:: SOURCE EXCERPT ::
-- START --
Re: [PATCH kernel] KVM: PPC: Fix clearing never mapped TCEs in realmode

2021-09-03 Thread Michael Ellerman
On Fri, 27 Aug 2021 14:07:06 +1000, Alexey Kardashevskiy wrote:
> Since e1a1ef84cd07, pages for TCE tables for KVM guests are allocated
> only when needed. This allows skipping any update when clearing TCEs.
> This works mostly fine as TCE updates are handled when MMU is enabled.
> The realmode handlers fail with H_TOO_HARD when pages are not yet
> allocated except when clearing a TCE in which case KVM prints a warning
> but proceeds to dereference a NULL pointer which crashes the host OS.
> 
> [...]

Applied to powerpc/next.

[1/1] KVM: PPC: Fix clearing never mapped TCEs in realmode
  https://git.kernel.org/powerpc/c/1d78dfde33a02da1d816279c2e3452978b7abd39

cheers


Re: [PATCH v2] powerpc/bug: Cast to unsigned long before passing to inline asm

2021-09-03 Thread Michael Ellerman
On Wed, 1 Sep 2021 21:25:22 +1000, Michael Ellerman wrote:
> In commit 1e688dd2a3d6 ("powerpc/bug: Provide better flexibility to
> WARN_ON/__WARN_FLAGS() with asm goto") we changed WARN_ON(). Previously
> it would take the warning condition, x, and double negate it before
> converting the result to int, and passing that int to the underlying
> inline asm. ie:
> 
>   #define WARN_ON(x) ({
>   int __ret_warn_on = !!(x);
>   if (__builtin_constant_p(__ret_warn_on)) {
>   ...
>   } else {
>   BUG_ENTRY(PPC_TLNEI " %4, 0",
> BUGFLAG_WARNING | BUGFLAG_TAINT(TAINT_WARN),
> "r" (__ret_warn_on));
> 
> [...]

Applied to powerpc/next.
-- END --
:: TASK ::
Write the next part of the powerpc kernel patch thread, starting after its last line. The rows on this page are not needed.

:: DATA SHOWN ::
-- START --
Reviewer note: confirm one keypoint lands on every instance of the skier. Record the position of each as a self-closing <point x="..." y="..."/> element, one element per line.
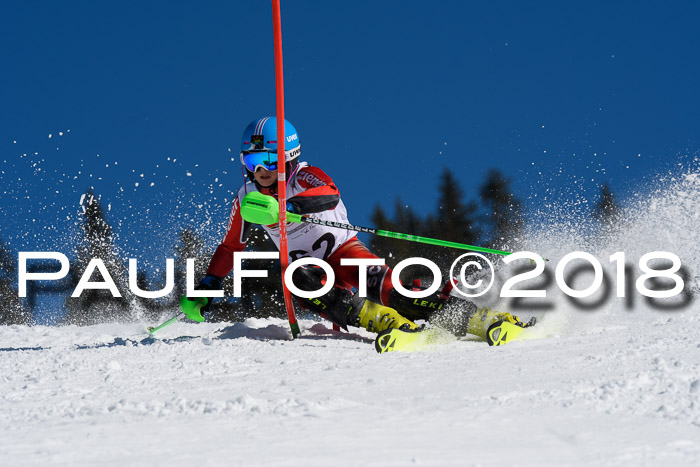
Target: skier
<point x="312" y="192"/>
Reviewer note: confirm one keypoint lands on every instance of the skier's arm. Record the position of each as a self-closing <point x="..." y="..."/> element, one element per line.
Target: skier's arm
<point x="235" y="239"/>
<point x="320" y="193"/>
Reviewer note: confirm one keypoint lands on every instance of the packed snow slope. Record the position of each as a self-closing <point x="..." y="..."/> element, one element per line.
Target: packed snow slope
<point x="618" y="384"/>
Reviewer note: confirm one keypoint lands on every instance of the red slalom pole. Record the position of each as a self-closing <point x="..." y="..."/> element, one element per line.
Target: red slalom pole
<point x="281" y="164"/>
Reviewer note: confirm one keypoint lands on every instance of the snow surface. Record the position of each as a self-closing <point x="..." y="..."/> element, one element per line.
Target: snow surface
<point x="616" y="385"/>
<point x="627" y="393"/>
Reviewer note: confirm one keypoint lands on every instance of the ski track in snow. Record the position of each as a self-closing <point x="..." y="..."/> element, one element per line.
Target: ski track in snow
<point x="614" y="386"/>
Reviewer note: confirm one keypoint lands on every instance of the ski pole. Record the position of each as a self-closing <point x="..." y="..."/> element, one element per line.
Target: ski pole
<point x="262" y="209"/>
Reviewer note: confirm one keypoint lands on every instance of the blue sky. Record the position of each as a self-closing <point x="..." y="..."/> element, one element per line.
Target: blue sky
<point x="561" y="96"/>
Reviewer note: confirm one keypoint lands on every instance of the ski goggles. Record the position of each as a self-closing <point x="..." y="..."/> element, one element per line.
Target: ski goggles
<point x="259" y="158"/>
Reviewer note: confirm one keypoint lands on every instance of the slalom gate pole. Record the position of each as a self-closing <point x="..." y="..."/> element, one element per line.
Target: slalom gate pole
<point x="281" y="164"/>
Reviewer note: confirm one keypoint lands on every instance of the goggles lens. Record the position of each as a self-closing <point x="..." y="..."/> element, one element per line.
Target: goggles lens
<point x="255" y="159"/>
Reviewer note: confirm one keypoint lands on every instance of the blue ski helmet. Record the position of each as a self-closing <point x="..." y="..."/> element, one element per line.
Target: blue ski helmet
-- END --
:: RESULT FOR THIS TASK ::
[1/1] powerpc/bug: Cast to unsigned long before passing to inline asm
  https://git.kernel.org/powerpc/c/e432fe97f3e5de325b40021e505cce53877586c5

cheers


Re: [PATCH] powerpc/ptdump: Fix generic ptdump for 64-bit

2021-09-03 Thread Michael Ellerman
On Tue, 31 Aug 2021 23:51:51 +1000, Michael Ellerman wrote:
> Since the conversion to generic ptdump we see crashes on 64-bit:
> 
>   BUG: Unable to handle kernel data access on read at 0xc0eeff7f
>   Faulting instruction address: 0xc045e5fc
>   Oops: Kernel access of bad area, sig: 11 [#1]
>   ...
>   NIP __walk_page_range+0x2bc/0xce0
>   LR  __walk_page_range+0x240/0xce0
>   Call Trace:
> __walk_page_range+0x240/0xce0 (unreliable)
> walk_page_range_novma+0x74/0xb0
> ptdump_walk_pgd+0x98/0x170
> ptdump_check_wx+0x88/0xd0
> mark_rodata_ro+0x48/0x80
> kernel_init+0x74/0x1a0
> ret_from_kernel_thread+0x5c/0x64
> 
> [...]

Applied to powerpc/next.

[1/1] powerpc/ptdump: Fix generic ptdump for 64-bit
  https://git.kernel.org/powerpc/c/b14b8b1ed0e15b8f43fba9c25654278a31ee3c2f

cheers


Re: [PATCH v2 2/2] selftests/powerpc: Add scv versions of the basic TM syscall tests

2021-09-01 Thread Michael Ellerman
Nicholas Piggin  writes:
> The basic TM vs syscall test code hard codes an sc instruction for the
> system call, which fails to cover scv even when the userspace libc has
> support for it.
>
> Duplicate the tests with hard coded scv variants so both are tested
> when possible.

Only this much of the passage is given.